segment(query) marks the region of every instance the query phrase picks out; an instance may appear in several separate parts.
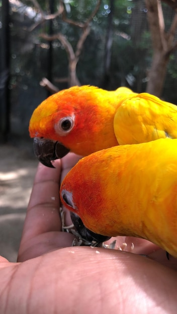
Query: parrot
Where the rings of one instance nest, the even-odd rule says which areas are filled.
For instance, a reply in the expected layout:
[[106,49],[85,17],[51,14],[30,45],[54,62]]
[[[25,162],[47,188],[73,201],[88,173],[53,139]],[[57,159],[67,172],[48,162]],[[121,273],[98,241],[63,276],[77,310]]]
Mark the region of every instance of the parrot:
[[134,94],[127,87],[108,91],[73,86],[51,95],[34,110],[29,124],[36,156],[44,165],[69,151],[87,155],[118,145],[113,120],[120,101]]
[[141,238],[177,258],[176,160],[176,139],[95,152],[63,179],[61,201],[75,224],[81,222],[81,235],[84,226],[95,239]]
[[44,165],[69,151],[81,156],[118,145],[177,138],[177,107],[121,87],[108,91],[73,86],[43,101],[29,123],[36,156]]

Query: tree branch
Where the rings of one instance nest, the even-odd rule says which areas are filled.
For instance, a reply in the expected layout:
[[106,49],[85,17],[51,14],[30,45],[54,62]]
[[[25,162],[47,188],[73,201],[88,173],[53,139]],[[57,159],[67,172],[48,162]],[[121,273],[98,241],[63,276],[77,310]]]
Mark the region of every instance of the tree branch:
[[89,23],[91,22],[93,18],[95,17],[97,12],[98,11],[100,7],[101,2],[102,2],[102,0],[98,0],[97,5],[94,10],[92,12],[90,16],[88,18],[88,19],[87,19],[85,23],[81,23],[80,22],[75,22],[74,21],[73,21],[72,20],[70,20],[70,19],[67,19],[66,18],[66,11],[64,9],[63,3],[62,1],[60,1],[60,5],[61,6],[62,6],[63,9],[63,11],[62,12],[62,20],[63,21],[64,21],[67,23],[68,23],[69,24],[72,24],[72,25],[78,26],[78,27],[80,27],[81,28],[86,28],[88,26]]
[[57,34],[51,36],[47,35],[46,34],[41,34],[40,37],[48,41],[58,39],[64,47],[69,60],[73,60],[75,58],[75,55],[72,46],[67,40],[66,37],[61,34],[61,33],[58,33]]

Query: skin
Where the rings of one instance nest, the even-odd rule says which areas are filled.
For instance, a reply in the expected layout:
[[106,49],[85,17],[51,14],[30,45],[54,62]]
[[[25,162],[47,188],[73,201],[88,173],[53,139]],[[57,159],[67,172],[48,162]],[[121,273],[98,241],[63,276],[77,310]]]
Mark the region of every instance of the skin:
[[[176,313],[176,260],[145,240],[119,237],[129,252],[71,247],[58,214],[60,181],[78,157],[55,169],[40,165],[27,210],[17,263],[0,259],[1,314]],[[55,198],[55,199],[54,198]],[[55,210],[54,209],[55,209]],[[68,213],[65,223],[70,221]]]

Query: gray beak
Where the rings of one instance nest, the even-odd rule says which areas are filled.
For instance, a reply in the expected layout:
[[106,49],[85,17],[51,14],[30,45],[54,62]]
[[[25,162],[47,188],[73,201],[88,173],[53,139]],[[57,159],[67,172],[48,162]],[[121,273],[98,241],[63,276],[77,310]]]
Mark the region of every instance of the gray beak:
[[94,241],[100,243],[108,241],[111,238],[111,237],[95,233],[86,228],[80,217],[75,213],[70,212],[70,215],[75,229],[84,240],[91,242]]
[[34,137],[33,147],[35,156],[44,166],[54,168],[51,161],[64,157],[69,149],[57,141],[44,137]]

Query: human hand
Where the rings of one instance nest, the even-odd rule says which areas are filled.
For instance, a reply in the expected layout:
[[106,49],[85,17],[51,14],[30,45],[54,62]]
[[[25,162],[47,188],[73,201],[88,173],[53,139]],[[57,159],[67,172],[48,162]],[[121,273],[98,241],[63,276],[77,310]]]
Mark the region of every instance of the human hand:
[[[176,260],[170,256],[168,261],[162,250],[142,239],[122,237],[117,238],[116,248],[149,258],[70,246],[74,236],[61,231],[59,187],[78,158],[70,154],[56,161],[56,169],[39,166],[19,262],[0,259],[0,312],[175,313]],[[68,212],[65,222],[70,224]]]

——————

Convert the data above into a Markdown table with the columns Row and Line, putting a row number and one line of the data in each row. Leave out blank lines and picture lines.

§ **Solution**
| Row | Line |
|---|---|
| 1 | segment(query) marks the region of every instance the query phrase picks out; an instance may appear in several separate parts. |
| 2 | Query: parrot |
| 3 | Where the rings of one instance nest, the even-odd rule says which areas are filled. |
| 4 | For instance, a reply in the expected layout: |
| 5 | [[106,49],[85,17],[51,14],[30,45],[54,62]] |
| 6 | [[[25,162],[47,188],[73,201],[88,173],[53,139]],[[57,159],[67,172],[48,162]],[[121,273],[98,241],[63,276],[77,310]]] |
| 7 | Mark the region of every instance of the parrot: |
| 8 | [[134,94],[127,87],[108,91],[73,86],[51,95],[34,110],[29,124],[36,156],[44,165],[69,151],[87,155],[118,145],[113,120],[120,101]] |
| 9 | [[141,238],[177,258],[176,160],[176,139],[95,152],[63,179],[61,201],[75,224],[81,222],[81,235],[84,226],[95,239]] |
| 10 | [[44,165],[69,151],[81,156],[118,145],[177,138],[177,107],[121,87],[108,91],[73,86],[43,101],[29,123],[36,156]] |
| 11 | Query: tree branch |
| 12 | Where the rings of one instance nest, the even-odd rule says which areas are filled. |
| 13 | For instance, a reply in the expected layout: |
| 14 | [[106,49],[85,17],[51,14],[30,45],[54,62]] |
| 15 | [[[25,162],[47,188],[73,201],[88,173],[53,139]],[[57,159],[67,172],[48,162]],[[121,273],[98,241],[63,276],[77,310]]] |
| 16 | Mark the region of every instance of the tree branch: |
| 17 | [[89,23],[91,22],[93,18],[95,17],[97,12],[98,11],[100,7],[101,2],[102,2],[102,0],[98,0],[97,5],[94,10],[92,12],[90,16],[88,18],[88,19],[87,19],[85,23],[81,23],[80,22],[75,22],[74,21],[73,21],[72,20],[70,20],[70,19],[67,19],[66,18],[66,11],[64,9],[63,3],[62,1],[60,1],[60,5],[61,6],[62,6],[63,9],[63,11],[62,12],[62,20],[63,21],[64,21],[67,23],[68,23],[69,24],[72,24],[72,25],[78,26],[78,27],[80,27],[81,28],[86,28],[88,26]] |
| 18 | [[57,34],[51,36],[47,35],[46,34],[41,34],[40,37],[48,41],[58,39],[64,47],[69,60],[73,60],[75,58],[75,55],[72,46],[67,40],[66,37],[61,34],[61,33],[58,33]] |
| 19 | Query: skin |
| 20 | Where the rings of one instance nest, the even-odd rule says which areas are filled. |
| 21 | For instance, a reply in the expected layout: |
| 22 | [[106,49],[85,17],[51,14],[30,45],[54,62]] |
| 23 | [[[25,162],[47,188],[73,201],[88,173],[53,139]],[[57,159],[67,172],[48,162]],[[121,273],[98,241],[63,276],[77,310]]] |
| 24 | Mark the region of every instance of the skin: |
| 25 | [[[176,313],[176,260],[145,240],[119,237],[129,252],[71,247],[58,214],[60,181],[78,157],[55,169],[40,165],[27,210],[17,263],[0,259],[1,314]],[[55,198],[55,199],[54,198]],[[55,210],[54,209],[55,209]],[[68,213],[65,223],[70,221]]] |
| 26 | Query: gray beak |
| 27 | Where the rings of one instance nest, the even-odd rule says which areas are filled. |
| 28 | For instance, a reply in the expected layout: |
| 29 | [[106,49],[85,17],[51,14],[30,45],[54,62]] |
| 30 | [[[25,162],[47,188],[73,201],[88,173],[53,139]],[[57,159],[67,172],[48,162]],[[121,273],[98,241],[63,276],[77,310]]] |
| 31 | Mark the region of every instance of the gray beak: |
| 32 | [[94,241],[100,243],[108,241],[111,238],[111,237],[95,233],[86,228],[80,217],[75,213],[70,212],[70,215],[75,229],[84,240],[91,242]] |
| 33 | [[34,137],[33,147],[35,156],[44,166],[54,168],[51,161],[64,157],[69,149],[57,141],[44,137]] |
| 34 | Query: human hand |
| 35 | Where the rings of one instance nest, the even-odd rule says which areas are filled. |
| 36 | For instance, a reply in the expected layout: |
| 37 | [[106,49],[85,17],[51,14],[30,45],[54,62]] |
| 38 | [[[25,162],[47,188],[73,201],[88,173],[53,139]],[[57,159],[67,172],[48,162]],[[121,273],[98,241],[63,276],[77,310]]] |
| 39 | Mark the region of every instance of the human hand: |
| 40 | [[[176,260],[170,256],[168,261],[162,250],[142,239],[122,237],[117,238],[116,248],[149,258],[70,246],[74,236],[61,231],[59,187],[78,158],[70,154],[56,161],[56,169],[39,166],[19,262],[0,259],[0,312],[175,313]],[[68,212],[65,222],[70,224]]] |